Sleeping position after cataract surgery
It’s generally recommended that you try to sleep on your back or the opposite side of your healing eye to avoid direct pressure that may dislodge your lens.
When can you exercise after cataract surgery?
You should avoid strenuous activities directly after surgery. Your provider can give you a specific timeframe on how long you should avoid exercise. They’ll likely recommend taking at least 1 week off from strenuous activities.
Other restrictions after cataract surgery
Other recommendations to protect your eyes after surgery include avoiding:
- getting water and soap in your eyes
- touching your eyes
- wearing mascara for a week or two
- using face cream or lotion
- coloring or perming your hair for 1 to 2 weeks
- using hot tubs and saunas
- dusting and gardening
Although cataract surgery is generally safe, like all surgeries, it comes with risks. These may include:
Cloudiness in the eye after cataract surgery
In 5 to 50 percent of cases, a cloudy layer called posterior capsule opacification can form behind your implant. It can be treated in about 5 minutes with an office-based technique called a YAG laser capsulotomy.
Blurred vision after cataract surgery
Blurriness is normal shortly after cataract surgery. It usually clears up in a matter of days but may take longer in some cases.
Floaters after cataract surgery
Floaters look like specks of dust that follow your line of vision. In some cases, floaters don’t require any particular treatment, but they can be a sign of a retinal tear.
Dry eyes after cataract surgery
Dry or gritty eyes is a common symptom after your procedure. This is usually managed with eye drops.
Eye pain after cataract surgery
Serious pain may be a sign of an infection or other complications. You should contact your surgeon to find the best treatment.
Double vision after cataract surgery
Double vision can have many causes but is often a result of your brain getting used to its new visual acuity. It will likely go away in a few days.
Endophthalmitis is an infection of the fluids of your inner eye. It’s thought to occur in only 0.05 to 0.30 percent of cataract surgeries.
Anytime you’re administered anesthesia, it’s possible to have an allergic reaction. Severe reactions are relatively rare.
Insurance may cover the cost of your surgery if it’s deemed medically necessary. Prices for cataract surgery vary based on location and the surgical technique.
Out of pocket, the American Academy of Ophthalmology reported in 2014 that this procedure could cost roughly $2,500 for the surgeon fee, hospital fees, postoperative care, and anesthesiologist fees. This may mean it’s more expensive now. You can contact ophthalmologists in your area to get a more exact figure.
Does Medicare cover cataract surgery?
Medicare covers the cost of cataract surgery if the procedure is done with traditional surgical techniques or lasers.
Medicare part B covers 80 percent of the cost for a pair of corrective lenses or contacts needed after the surgery.
According to the National Eye Institute, about 9 out of 10 people can see better after cataract surgery. The procedure is considered safe and has the potential to return your vision to its pre-cataract sharpness.

## Task instructions:
1. According to the cataract surgery text, about how many people see better after the procedure?
2. Write out the cataract surgery text from "Medicare part B" up to and including "its pre-cataract sharpness.".
The listing has nothing to do with the cataract surgery text.

## Records shown:

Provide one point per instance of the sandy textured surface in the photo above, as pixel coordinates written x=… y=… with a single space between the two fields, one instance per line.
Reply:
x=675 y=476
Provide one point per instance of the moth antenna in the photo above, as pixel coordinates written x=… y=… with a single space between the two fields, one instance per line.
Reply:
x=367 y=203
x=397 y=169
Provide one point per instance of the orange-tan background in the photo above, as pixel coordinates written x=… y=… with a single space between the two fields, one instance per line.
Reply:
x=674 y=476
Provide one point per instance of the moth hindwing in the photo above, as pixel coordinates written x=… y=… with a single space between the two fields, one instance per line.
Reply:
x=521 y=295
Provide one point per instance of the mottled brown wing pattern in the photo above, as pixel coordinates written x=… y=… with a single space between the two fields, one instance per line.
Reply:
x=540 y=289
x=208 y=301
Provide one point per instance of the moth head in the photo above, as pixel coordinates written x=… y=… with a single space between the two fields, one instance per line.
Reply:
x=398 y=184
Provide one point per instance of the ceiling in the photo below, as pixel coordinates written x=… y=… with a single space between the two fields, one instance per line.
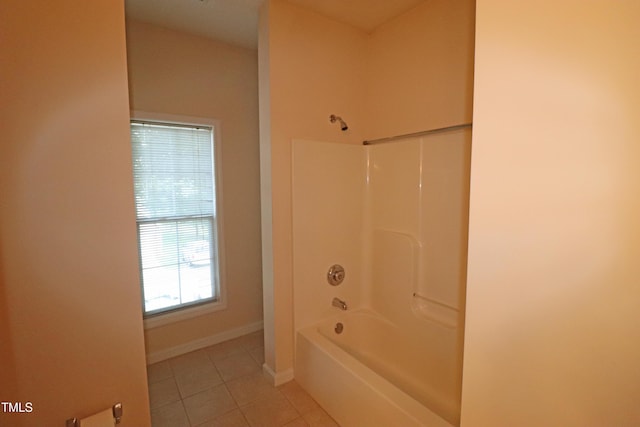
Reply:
x=236 y=21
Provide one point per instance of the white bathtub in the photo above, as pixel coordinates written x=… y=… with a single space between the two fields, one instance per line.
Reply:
x=372 y=374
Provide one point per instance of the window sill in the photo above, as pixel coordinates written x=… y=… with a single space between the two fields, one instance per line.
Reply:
x=183 y=314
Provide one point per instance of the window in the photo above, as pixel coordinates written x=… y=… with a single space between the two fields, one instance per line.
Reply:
x=175 y=192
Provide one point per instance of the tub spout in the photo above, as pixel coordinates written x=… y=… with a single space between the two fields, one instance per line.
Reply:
x=337 y=302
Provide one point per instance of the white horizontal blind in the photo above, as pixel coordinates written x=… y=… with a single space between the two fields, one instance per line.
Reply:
x=174 y=185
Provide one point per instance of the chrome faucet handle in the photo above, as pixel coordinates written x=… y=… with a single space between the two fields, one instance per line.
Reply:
x=337 y=302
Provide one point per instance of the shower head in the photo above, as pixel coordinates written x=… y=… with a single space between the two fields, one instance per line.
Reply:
x=333 y=118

## Solved problems:
1. About 9 out of 10 people.

2.
Medicare part B covers 80 percent of the cost for a pair of corrective lenses or contacts needed after the surgery.
According to the National Eye Institute, about 9 out of 10 people can see better after cataract surgery. The procedure is considered safe and has the potential to return your vision to its pre-cataract sharpness.